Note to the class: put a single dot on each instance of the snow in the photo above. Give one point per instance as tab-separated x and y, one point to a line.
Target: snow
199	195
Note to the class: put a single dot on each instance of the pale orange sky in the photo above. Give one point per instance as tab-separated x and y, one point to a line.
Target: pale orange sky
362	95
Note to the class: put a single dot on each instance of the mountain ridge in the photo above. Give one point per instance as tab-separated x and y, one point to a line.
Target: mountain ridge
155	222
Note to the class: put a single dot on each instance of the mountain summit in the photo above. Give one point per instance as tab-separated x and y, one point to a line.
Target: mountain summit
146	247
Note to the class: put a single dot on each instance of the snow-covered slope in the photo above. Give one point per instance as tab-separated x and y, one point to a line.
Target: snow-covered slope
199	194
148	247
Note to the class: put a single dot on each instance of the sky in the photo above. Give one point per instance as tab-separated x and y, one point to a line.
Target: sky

———

Write out all of the data above again, line for line, without changing anything.

Exercise output
Note to the class: put a single dot on each instance of the snow in the photo above. Give one point per instance as tab-separated x and y, one point to a line.
Target: snow
199	195
Note to the class: put a single dot on each instance of the pale orange sky in the photo above. Give one point per instance as tab-separated x and y, one point to a line.
Target: pale orange sky
362	95
Note to the class: put a single dot on each instance of the mountain ridge in the photo above. Give one point per instance as tab-separated x and y, one point to a line.
Target: mountain ridge
155	222
Note to the class: put a single dot on each instance of the mountain summit in the photo above. Give one point per instance as tab-separated x and y, one point to a line.
Target: mountain summit
146	247
Note to the class: put a single dot on each instance of the snow-covered slope in the photo above. Give one point per instance as tab-separated x and y, one point to a line.
Target: snow-covered slope
199	194
148	247
Note to the class: put a single dot on each instance of the sky in the photo above. Give one point per instance as tab-separated x and y, one point to a line.
Target: sky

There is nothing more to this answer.